#### Rows
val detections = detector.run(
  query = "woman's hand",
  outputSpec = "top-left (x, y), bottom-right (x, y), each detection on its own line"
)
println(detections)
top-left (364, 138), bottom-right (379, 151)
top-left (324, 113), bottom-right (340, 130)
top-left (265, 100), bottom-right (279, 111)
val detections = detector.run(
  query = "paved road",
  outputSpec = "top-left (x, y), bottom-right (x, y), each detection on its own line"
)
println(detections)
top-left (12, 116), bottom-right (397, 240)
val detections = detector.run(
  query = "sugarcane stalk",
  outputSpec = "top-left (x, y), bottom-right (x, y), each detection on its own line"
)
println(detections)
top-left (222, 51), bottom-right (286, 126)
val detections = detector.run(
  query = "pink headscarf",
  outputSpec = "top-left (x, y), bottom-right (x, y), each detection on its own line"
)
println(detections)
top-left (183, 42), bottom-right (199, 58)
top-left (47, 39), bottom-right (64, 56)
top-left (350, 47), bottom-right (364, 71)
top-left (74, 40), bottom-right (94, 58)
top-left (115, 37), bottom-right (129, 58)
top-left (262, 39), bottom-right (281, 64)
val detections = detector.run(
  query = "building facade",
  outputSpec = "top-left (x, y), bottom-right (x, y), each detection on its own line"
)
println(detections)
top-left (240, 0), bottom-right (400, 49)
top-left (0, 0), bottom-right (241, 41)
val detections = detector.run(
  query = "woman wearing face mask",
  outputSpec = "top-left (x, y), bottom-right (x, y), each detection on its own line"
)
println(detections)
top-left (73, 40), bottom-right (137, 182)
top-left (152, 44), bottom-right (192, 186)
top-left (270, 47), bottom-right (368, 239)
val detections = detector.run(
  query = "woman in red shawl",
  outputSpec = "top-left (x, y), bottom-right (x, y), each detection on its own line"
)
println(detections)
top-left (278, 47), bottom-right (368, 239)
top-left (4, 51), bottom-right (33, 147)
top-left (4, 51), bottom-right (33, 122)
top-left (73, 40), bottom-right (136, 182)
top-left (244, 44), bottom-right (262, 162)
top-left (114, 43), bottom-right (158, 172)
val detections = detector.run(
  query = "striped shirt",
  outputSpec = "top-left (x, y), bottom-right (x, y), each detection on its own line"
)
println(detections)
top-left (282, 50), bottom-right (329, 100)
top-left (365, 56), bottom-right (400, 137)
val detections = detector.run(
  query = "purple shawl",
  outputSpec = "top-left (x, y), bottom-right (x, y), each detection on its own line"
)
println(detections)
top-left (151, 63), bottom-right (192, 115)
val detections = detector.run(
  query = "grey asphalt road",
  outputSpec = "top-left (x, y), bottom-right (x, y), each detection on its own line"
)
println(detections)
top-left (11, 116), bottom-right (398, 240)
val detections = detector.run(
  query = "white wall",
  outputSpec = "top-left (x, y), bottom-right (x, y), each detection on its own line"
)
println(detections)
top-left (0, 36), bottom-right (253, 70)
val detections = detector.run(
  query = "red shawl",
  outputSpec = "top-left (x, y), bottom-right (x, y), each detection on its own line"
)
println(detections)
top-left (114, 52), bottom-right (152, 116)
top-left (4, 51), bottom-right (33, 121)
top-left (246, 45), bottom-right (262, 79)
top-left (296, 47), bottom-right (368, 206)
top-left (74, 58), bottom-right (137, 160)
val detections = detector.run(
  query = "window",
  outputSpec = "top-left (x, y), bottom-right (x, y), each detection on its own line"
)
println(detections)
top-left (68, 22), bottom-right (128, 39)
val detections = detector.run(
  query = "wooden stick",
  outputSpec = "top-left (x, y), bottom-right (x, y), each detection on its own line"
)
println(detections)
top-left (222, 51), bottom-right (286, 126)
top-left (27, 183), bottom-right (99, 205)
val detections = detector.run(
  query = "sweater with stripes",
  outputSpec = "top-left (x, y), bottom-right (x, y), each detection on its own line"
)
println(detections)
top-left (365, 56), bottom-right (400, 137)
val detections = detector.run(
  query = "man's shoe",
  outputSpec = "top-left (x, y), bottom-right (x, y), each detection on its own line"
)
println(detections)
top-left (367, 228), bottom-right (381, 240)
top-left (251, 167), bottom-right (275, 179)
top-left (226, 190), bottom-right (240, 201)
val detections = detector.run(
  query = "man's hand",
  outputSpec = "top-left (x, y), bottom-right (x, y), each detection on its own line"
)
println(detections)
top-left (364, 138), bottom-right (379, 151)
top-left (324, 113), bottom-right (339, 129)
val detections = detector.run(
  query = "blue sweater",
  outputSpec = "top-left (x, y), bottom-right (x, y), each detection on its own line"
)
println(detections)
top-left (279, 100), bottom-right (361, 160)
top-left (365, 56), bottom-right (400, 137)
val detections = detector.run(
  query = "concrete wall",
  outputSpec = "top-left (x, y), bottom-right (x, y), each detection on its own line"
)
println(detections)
########
** Task objective **
Reproduce the whole listing above word for word, keeping every line unchanged.

** Result of this exercise **
val detections = detector.run(
  query = "woman's hand",
  outputSpec = "top-left (x, y), bottom-right (x, y), each detection on its own line"
)
println(detections)
top-left (364, 138), bottom-right (379, 151)
top-left (324, 113), bottom-right (340, 130)
top-left (265, 100), bottom-right (279, 111)
val detections = detector.run(
  query = "paved road",
  outputSpec = "top-left (x, y), bottom-right (x, y), each detection on its own line"
)
println(detections)
top-left (12, 116), bottom-right (397, 240)
val detections = detector.run(
  query = "sugarcane stalk",
  outputSpec = "top-left (x, y), bottom-right (x, y), each detection on its own line"
)
println(detections)
top-left (222, 51), bottom-right (286, 126)
val detections = detector.run(
  query = "pink headscarf",
  outputSpec = "top-left (x, y), bottom-right (x, y), each detection on its own line"
)
println(detections)
top-left (183, 42), bottom-right (199, 58)
top-left (47, 39), bottom-right (64, 56)
top-left (350, 47), bottom-right (364, 71)
top-left (74, 40), bottom-right (94, 58)
top-left (115, 37), bottom-right (129, 58)
top-left (262, 39), bottom-right (281, 64)
val detections = detector.run(
  query = "building facade",
  outputSpec = "top-left (x, y), bottom-right (x, y), each detection on its own line"
)
println(detections)
top-left (240, 0), bottom-right (400, 49)
top-left (0, 0), bottom-right (241, 41)
val detections = detector.run(
  query = "woman wearing face mask",
  outputSpec = "top-left (x, y), bottom-right (x, y), each detection on its own line"
)
println(detections)
top-left (73, 40), bottom-right (137, 182)
top-left (152, 44), bottom-right (192, 186)
top-left (270, 47), bottom-right (368, 239)
val detections = detector.run(
  query = "woman in red shawl",
  outputSpec = "top-left (x, y), bottom-right (x, y), each detection on its own line"
)
println(detections)
top-left (278, 47), bottom-right (368, 239)
top-left (4, 51), bottom-right (33, 147)
top-left (4, 51), bottom-right (33, 122)
top-left (73, 40), bottom-right (136, 182)
top-left (244, 44), bottom-right (262, 162)
top-left (114, 43), bottom-right (158, 172)
val detections = detector.run(
  query = "striped shirt",
  outputSpec = "top-left (x, y), bottom-right (x, y), each detection on its own line"
)
println(detections)
top-left (282, 50), bottom-right (329, 100)
top-left (365, 56), bottom-right (400, 137)
val detections = detector.run(
  query = "purple shawl",
  outputSpec = "top-left (x, y), bottom-right (x, y), each detection on its own line"
)
println(detections)
top-left (151, 63), bottom-right (192, 115)
val detections = detector.run(
  query = "grey asphalt road",
  outputSpec = "top-left (x, y), bottom-right (x, y), each detection on its own line"
)
println(detections)
top-left (11, 116), bottom-right (398, 240)
val detections = detector.run(
  query = "white wall",
  outputSpec = "top-left (x, y), bottom-right (x, y), each detection on its own line"
)
println(detections)
top-left (0, 36), bottom-right (253, 70)
val detections = detector.run(
  query = "red shawl",
  outputSpec = "top-left (x, y), bottom-right (x, y), each detection on its own line"
)
println(detections)
top-left (114, 52), bottom-right (152, 116)
top-left (4, 51), bottom-right (33, 121)
top-left (246, 45), bottom-right (262, 79)
top-left (296, 47), bottom-right (368, 206)
top-left (74, 58), bottom-right (137, 160)
val detections = detector.run(
  query = "window",
  outputSpec = "top-left (x, y), bottom-right (x, y), each detection on its own line"
)
println(detections)
top-left (68, 22), bottom-right (128, 39)
val detections = detector.run(
  query = "wooden stick",
  outputSpec = "top-left (x, y), bottom-right (x, y), each detection on its own line"
)
println(detections)
top-left (222, 51), bottom-right (286, 126)
top-left (27, 183), bottom-right (99, 205)
val detections = detector.run(
  query = "sweater with stripes",
  outputSpec = "top-left (x, y), bottom-right (x, y), each detection on its own line"
)
println(detections)
top-left (365, 56), bottom-right (400, 137)
val detections = detector.run(
  query = "man's shoe",
  outputSpec = "top-left (x, y), bottom-right (x, y), each detection on its own line"
)
println(detections)
top-left (367, 228), bottom-right (381, 240)
top-left (251, 167), bottom-right (275, 179)
top-left (226, 190), bottom-right (240, 201)
val detections = detector.run(
  query = "man's hand",
  outputSpec = "top-left (x, y), bottom-right (x, y), each detection on its own line"
)
println(detections)
top-left (364, 138), bottom-right (379, 151)
top-left (324, 113), bottom-right (339, 129)
val detections = detector.run(
  query = "blue sweater",
  outputSpec = "top-left (x, y), bottom-right (x, y), each detection on its own line"
)
println(detections)
top-left (279, 100), bottom-right (361, 160)
top-left (365, 56), bottom-right (400, 137)
val detections = detector.run(
  query = "concrete wall",
  outputSpec = "top-left (x, y), bottom-right (x, y), each detection on its own line"
)
println(detections)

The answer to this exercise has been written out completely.